Isolados e ansiosos
Nos sentimos frágeis, desprotegidos, tolhidos em nossa liberdade de ir e vir. Psicanalista analisa a saúde mental de quem está confinado
“Uma infância são ânsias”
Marilene Felinto
O isolamento compulsório a que o perigo do contágio pelo Covid-19 nos condena a todos – à exceção, é claro, do nosso presidente ungido por Deus – lançou a todos em uma condição que se pode chamar de infantil. Como as crianças pequenas, deixamos de ser donos de nossos narizes. Não temos o direito de ir onde nos der na telha. Ficamos presos em casa, como a criança de apartamento cujos pais, muito ocupados, não podem levar no parquinho.
Se os pais forem amorosos, essa criança talvez não fique deprimida ou revoltada. Mas não consegue evitar de ficar ansiosa: os prazeres e alegrias de sua vidinha de repente se tornaram proibidos. Não se pode brincar no playground do prédio. Não se pode chamar os amiguinhos, nem ir a casa deles. Se o adulto obrigado a cercear esta criança lhe explicar que ela não pode fazer certas coisas porque são perigosas, talvez a ansiedade diminua: é bom ser levado em consideração. É bom que o adulto aposte na capacidade de compreensão infantil.

#### Tarefas do exercício
A. Indique se cada afirmação concorda com o texto sobre o isolamento, respondendo sim ou não e citando as palavras do texto que decidem a questão. (i) O texto compara a condição de quem está isolado à de crianças pequenas. (ii) Segundo o texto, a criança de pais amorosos não fica ansiosa. (iii) O texto afirma que o presidente também está sujeito ao isolamento compulsório.
B. Traduza para o inglês a seguinte frase do texto sobre o isolamento: "Ficamos presos em casa, como a criança de apartamento cujos pais, muito ocupados, não podem levar no parquinho."
C. De acordo com o texto sobre o isolamento, o que pode fazer diminuir a ansiedade da criança?

#### Conjunto de itens

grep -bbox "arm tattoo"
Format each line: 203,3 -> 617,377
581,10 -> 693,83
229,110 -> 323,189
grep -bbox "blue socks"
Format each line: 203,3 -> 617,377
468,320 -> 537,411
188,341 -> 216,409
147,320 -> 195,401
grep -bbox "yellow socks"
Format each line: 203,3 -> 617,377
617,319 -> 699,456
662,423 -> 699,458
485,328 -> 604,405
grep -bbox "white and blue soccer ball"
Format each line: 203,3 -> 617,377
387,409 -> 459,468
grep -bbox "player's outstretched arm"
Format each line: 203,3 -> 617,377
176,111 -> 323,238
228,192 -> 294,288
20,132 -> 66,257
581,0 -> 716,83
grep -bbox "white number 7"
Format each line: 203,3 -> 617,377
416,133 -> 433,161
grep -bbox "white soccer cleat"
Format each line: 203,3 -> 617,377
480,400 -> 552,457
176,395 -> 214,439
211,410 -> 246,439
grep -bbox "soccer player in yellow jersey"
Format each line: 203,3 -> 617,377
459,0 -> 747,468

#### Resultados do exercício
A.
(i) Sim: "Como as crianças pequenas, deixamos de ser donos de nossos narizes."
(ii) Não: "Mas não consegue evitar de ficar ansiosa"
(iii) Não: "à exceção, é claro, do nosso presidente ungido por Deus"

B. We are stuck at home, like the apartment child whose very busy parents cannot take the child to the playground.

C. O adulto obrigado a cerceá-la explicar-lhe que ela não pode fazer certas coisas porque são perigosas.